## START Input records
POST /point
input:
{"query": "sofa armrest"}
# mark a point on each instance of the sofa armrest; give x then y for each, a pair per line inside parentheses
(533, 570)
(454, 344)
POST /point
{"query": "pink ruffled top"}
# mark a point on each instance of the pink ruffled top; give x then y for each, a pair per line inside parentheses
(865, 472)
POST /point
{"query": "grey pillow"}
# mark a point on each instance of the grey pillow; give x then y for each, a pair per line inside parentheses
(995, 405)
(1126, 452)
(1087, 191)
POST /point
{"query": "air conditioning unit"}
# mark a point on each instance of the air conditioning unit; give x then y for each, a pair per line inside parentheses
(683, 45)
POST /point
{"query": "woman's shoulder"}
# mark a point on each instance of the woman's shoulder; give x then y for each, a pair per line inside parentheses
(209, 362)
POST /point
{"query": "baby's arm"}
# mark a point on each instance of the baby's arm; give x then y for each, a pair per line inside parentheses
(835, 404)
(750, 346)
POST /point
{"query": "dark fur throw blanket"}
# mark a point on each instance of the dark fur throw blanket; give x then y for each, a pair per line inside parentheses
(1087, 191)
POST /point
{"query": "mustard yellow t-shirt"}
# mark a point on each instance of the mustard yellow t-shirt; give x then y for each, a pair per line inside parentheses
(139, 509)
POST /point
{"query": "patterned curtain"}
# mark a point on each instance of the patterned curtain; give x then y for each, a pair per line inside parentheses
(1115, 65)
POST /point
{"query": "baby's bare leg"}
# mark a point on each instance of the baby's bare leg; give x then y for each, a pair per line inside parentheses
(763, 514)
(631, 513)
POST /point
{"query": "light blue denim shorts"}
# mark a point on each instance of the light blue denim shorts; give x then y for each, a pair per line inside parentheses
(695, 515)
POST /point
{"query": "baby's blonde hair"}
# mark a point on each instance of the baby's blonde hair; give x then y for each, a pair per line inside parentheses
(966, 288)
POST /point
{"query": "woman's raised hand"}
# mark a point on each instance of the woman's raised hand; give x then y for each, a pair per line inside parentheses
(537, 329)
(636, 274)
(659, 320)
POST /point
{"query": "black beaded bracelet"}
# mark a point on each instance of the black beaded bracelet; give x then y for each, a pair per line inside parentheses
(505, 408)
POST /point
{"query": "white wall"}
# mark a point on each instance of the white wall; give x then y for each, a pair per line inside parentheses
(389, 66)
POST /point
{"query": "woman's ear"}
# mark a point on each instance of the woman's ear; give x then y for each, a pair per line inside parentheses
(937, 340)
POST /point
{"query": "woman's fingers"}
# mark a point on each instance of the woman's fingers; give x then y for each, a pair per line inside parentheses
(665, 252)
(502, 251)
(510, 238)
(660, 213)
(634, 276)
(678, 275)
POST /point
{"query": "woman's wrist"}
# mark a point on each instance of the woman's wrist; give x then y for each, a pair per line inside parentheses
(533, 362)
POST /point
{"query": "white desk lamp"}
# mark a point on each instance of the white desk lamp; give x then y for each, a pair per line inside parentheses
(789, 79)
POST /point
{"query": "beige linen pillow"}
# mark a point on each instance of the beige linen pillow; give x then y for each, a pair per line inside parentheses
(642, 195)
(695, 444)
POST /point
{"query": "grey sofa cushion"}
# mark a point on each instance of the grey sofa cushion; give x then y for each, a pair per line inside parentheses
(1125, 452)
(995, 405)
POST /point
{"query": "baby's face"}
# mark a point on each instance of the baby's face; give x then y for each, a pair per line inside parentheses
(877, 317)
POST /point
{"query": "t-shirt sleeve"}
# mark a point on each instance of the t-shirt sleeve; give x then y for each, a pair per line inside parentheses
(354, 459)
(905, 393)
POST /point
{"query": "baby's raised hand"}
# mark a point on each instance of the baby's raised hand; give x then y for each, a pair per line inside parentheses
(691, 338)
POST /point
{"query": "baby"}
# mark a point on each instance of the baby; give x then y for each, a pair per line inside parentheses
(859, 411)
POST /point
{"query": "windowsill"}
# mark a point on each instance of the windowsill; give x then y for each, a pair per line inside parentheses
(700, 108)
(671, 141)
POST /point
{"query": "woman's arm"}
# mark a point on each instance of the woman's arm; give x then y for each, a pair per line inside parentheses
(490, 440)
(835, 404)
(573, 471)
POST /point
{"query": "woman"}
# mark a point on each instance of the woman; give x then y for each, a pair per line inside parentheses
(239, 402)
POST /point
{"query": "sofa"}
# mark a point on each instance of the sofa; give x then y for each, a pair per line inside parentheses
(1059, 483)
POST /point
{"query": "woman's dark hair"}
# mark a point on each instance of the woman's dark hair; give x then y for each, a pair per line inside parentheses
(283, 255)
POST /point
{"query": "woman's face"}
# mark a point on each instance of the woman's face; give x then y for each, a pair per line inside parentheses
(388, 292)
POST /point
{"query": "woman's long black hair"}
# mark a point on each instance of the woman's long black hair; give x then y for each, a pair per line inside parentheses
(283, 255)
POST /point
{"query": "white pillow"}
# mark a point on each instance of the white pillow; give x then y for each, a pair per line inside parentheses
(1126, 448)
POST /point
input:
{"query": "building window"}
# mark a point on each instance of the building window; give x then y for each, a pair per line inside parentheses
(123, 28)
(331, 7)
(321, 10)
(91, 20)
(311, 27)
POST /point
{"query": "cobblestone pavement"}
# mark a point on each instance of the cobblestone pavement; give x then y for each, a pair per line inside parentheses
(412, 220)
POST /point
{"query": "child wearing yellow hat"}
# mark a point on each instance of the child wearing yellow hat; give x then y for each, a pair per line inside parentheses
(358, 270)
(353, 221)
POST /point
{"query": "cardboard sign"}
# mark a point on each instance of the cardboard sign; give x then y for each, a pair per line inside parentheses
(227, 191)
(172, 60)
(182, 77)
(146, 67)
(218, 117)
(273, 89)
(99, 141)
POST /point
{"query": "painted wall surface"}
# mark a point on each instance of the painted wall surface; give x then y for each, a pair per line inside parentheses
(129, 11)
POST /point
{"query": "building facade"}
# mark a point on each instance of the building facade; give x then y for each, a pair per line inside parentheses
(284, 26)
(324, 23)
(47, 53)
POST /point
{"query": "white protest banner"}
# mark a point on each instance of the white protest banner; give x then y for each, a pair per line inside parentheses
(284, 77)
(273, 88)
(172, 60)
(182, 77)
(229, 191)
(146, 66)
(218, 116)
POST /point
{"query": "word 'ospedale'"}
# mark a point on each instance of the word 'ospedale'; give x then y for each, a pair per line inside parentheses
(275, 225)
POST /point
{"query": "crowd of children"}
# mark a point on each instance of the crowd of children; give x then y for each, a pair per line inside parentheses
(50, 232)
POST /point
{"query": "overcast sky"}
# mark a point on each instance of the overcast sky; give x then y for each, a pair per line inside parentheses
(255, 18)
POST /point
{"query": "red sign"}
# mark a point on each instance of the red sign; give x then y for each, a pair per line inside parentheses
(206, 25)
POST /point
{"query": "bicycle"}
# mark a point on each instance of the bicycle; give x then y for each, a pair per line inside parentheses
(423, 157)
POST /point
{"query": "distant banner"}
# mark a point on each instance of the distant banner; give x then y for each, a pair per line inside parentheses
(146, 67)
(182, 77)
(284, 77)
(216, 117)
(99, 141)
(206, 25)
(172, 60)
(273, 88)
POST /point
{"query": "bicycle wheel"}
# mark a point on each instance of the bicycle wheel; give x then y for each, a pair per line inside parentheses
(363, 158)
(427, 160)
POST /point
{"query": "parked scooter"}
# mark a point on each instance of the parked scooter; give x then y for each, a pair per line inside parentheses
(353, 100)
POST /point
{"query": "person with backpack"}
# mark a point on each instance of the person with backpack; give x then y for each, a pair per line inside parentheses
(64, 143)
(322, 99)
## END Input records
◆ The problem: Every line above should be printed again exactly as it stands.

◆ Problem solution:
POST /point
input:
{"query": "sofa armrest"}
# mark a point on each instance of the sofa armrest; give x then y for each, a pair per line inside parentheses
(533, 570)
(454, 344)
POST /point
{"query": "pink ruffled top"}
# mark a point on each instance of the pink ruffled top; give x then y for each, a pair per line inside parentheses
(865, 472)
POST /point
{"query": "grey pillow"}
# mark a point on each instance of the grey pillow; give x then y for each, a pair per line inside parentheses
(995, 405)
(1126, 452)
(1087, 191)
POST /point
{"query": "air conditioning unit"}
# mark a point on each instance of the air conditioning unit; give x then y for each, a pair per line inside parentheses
(683, 45)
POST /point
{"query": "woman's shoulder"}
# mark a point on each instance of the woman's shoulder; give x then y for each, a pair per line inside parentheses
(209, 362)
POST /point
{"query": "baby's arm"}
# mark a point on each instance of the baby's arm; give x then y for each, a pair per line inside parentheses
(835, 404)
(750, 346)
POST /point
{"query": "dark fur throw blanket"}
# mark a point on each instance of the dark fur throw blanket; give x then y for each, a pair per line inside parentheses
(1087, 191)
POST /point
{"query": "mustard yellow t-shirt"}
# mark a point on each instance of the mustard yellow t-shirt; give x then y for each, a pair per line inside parentheses
(139, 509)
POST /point
{"query": "patterned curtain"}
# mark a point on each instance of the patterned curtain; give x then y for each, a pair per line inside parentheses
(1115, 65)
POST /point
{"query": "baby's bare leg"}
# mark a point on each instance of the baby's bare leg; give x then y for each, a pair per line inside parentheses
(763, 514)
(631, 513)
POST /point
{"query": "light blue denim shorts"}
# mark a point on each instance of the light blue denim shorts; give x then y for each, a pair per line inside parentheses
(695, 515)
POST /point
{"query": "baby's blonde hair"}
# mark a point on each instance of the baby's blonde hair; give x then y for each, a pair per line inside parentheses
(966, 288)
POST /point
{"query": "woman's raised hand"}
# mark a point on each instance of the woman's raised hand; give x then y for each, a pair per line inside parentheses
(537, 329)
(636, 274)
(659, 320)
POST /point
{"query": "black beaded bracelet"}
# mark a point on each instance of the black beaded bracelet; give x then y for each, a pair per line inside parentheses
(505, 408)
POST /point
{"query": "white wall"}
# mark a point on each instance of the white wall; give x then y for each, a pair per line inside parentheses
(389, 66)
POST /point
{"query": "woman's ear"}
# mark a point on each instance of the woman's ear; give x then y for each, a pair per line inside parentheses
(937, 340)
POST /point
{"query": "woman's fingers"}
# mark a point on each instance of the woman's fingers; give x then y for each, a pair per line inside parentheses
(665, 252)
(502, 251)
(510, 238)
(660, 213)
(634, 276)
(678, 275)
POST /point
{"query": "woman's wrist"}
# mark a point on each instance of the woman's wrist; give x then y for each, a pair per line inside parentheses
(533, 362)
POST /point
{"query": "white desk lamp"}
# mark a point on each instance of the white desk lamp; give x then y for each, a pair per line inside parentheses
(789, 79)
POST /point
{"query": "beige linen pillow"}
# mark a point on each instance of the beige linen pillow; give x then y for each, a pair per line inside parentheses
(642, 195)
(695, 444)
POST /point
{"query": "grey sofa cushion"}
# mark a point on each instance of the grey sofa cushion; give x then y for each, a pair per line inside parentheses
(1125, 452)
(995, 405)
POST /point
{"query": "baby's face"}
# mark a point on each instance of the baby's face; give x then y for each, a pair per line inside parentheses
(877, 317)
POST /point
{"query": "t-shirt sleeve"}
# mark a point on each instance of the t-shirt sleeve; give x then y for each, a pair per line inside parentheses
(354, 459)
(905, 393)
POST /point
{"query": "baby's raised hand"}
# mark a point on each instance of the baby's raised hand; give x then y for each, a pair per line inside parentheses
(691, 338)
POST /point
{"query": "baby"}
# mark a point on each instance of the baby; give x then y for each, a pair per line inside parentheses
(859, 411)
POST /point
{"query": "windowsill"}
# mark a point on each instance of the windowsill; give x then y for each, a pair per line inside parentheses
(700, 108)
(671, 141)
POST /point
{"query": "woman's arm"}
# mark a point on each instance of the woman's arm; give x then y for each, a pair per line inside parentheses
(490, 440)
(835, 404)
(573, 471)
POST /point
{"query": "woman"}
# mark a point on each instance of the woman; give x then y for each, a pair per line inside parentheses
(239, 402)
POST /point
{"query": "sofa"}
# mark a point on each instance of the sofa; give x then y for each, a pair per line inside parentheses
(1059, 483)
POST /point
{"query": "woman's dark hair"}
# mark a point on each instance of the woman's dark hair; give x then y for each, a pair per line inside parentheses
(283, 255)
POST /point
{"query": "woman's face"}
# mark a point on each instance of the woman's face; give x then y for each, a pair per line inside parentheses
(388, 292)
POST /point
{"query": "woman's long black hair"}
# mark a point on each instance of the woman's long black hair; give x then y for each, a pair per line inside parentheses
(283, 255)
POST /point
{"query": "white pillow"}
# mark a point on each instance of the white pillow; give x then y for each, a pair per line inside parentheses
(1126, 448)
POST /point
input:
{"query": "building window"}
# mark a point on each instance of the building window; give x then y for each, a pair per line inside parentheses
(123, 28)
(331, 7)
(321, 10)
(91, 20)
(311, 27)
POST /point
{"query": "cobblestone pavement"}
# mark a point on each instance of the cobblestone pavement; give x then y for each, a pair per line inside parentheses
(412, 220)
POST /point
{"query": "child wearing yellow hat"}
# mark a point on each instance of the child wearing yellow hat; give x then y for each, a pair per line inside parentheses
(358, 270)
(353, 221)
POST /point
{"query": "cardboard sign"}
# mark a point on each instance of the cardboard sign; give x then y for each, a pair per line inside parentheses
(227, 191)
(172, 60)
(182, 77)
(146, 67)
(218, 117)
(273, 89)
(99, 141)
POST /point
{"query": "painted wall surface"}
# mark a point on each instance of the painted wall surface; give x then y for each, a pair per line inside parentheses
(129, 11)
POST /point
{"query": "building facade"}
# mark a point on each instance of the building facade; give x then y for each, a pair per line inside parentheses
(284, 26)
(324, 23)
(47, 53)
POST /point
{"query": "white protest banner"}
# mark a point on each instance of the white protest banner; give x then y for each, a pair per line inside parentheses
(284, 77)
(273, 88)
(172, 60)
(182, 77)
(229, 191)
(146, 66)
(218, 116)
POST /point
{"query": "word 'ospedale'"}
# mark a point on each instance of the word 'ospedale'; give x then y for each, a pair per line inside parentheses
(275, 225)
POST /point
{"query": "crowd of children"}
# mark a point on each instance of the crowd of children; give x then y for each, a pair per line inside parentheses
(50, 232)
POST /point
{"query": "overcast sky"}
# mark a point on each instance of the overcast sky; give x then y for each, a pair per line inside parentheses
(255, 18)
POST /point
{"query": "red sign"}
# mark a point on each instance of the red sign; give x then y for each, a pair per line inside parentheses
(206, 25)
POST /point
{"query": "bicycle"}
# mark a point on each instance of the bicycle; give x then y for each, a pair per line inside parentheses
(423, 157)
POST /point
{"query": "distant banner"}
# mark a point on each instance of the distant banner; give x then y for each, a pair per line inside parentheses
(146, 67)
(182, 77)
(284, 77)
(216, 117)
(99, 141)
(206, 25)
(172, 60)
(273, 88)
POST /point
{"query": "bicycle wheel"}
# mark a point on each instance of the bicycle wheel; give x then y for each, a pair per line inside parentheses
(363, 158)
(427, 160)
POST /point
{"query": "parked scooter"}
# mark a point on each instance of the parked scooter; give x then y for each, a pair per line inside parentheses
(353, 100)
POST /point
{"query": "person with backpack"}
# mark a point on each instance of the person with backpack; give x then y for each, a pair per line inside parentheses
(64, 143)
(322, 99)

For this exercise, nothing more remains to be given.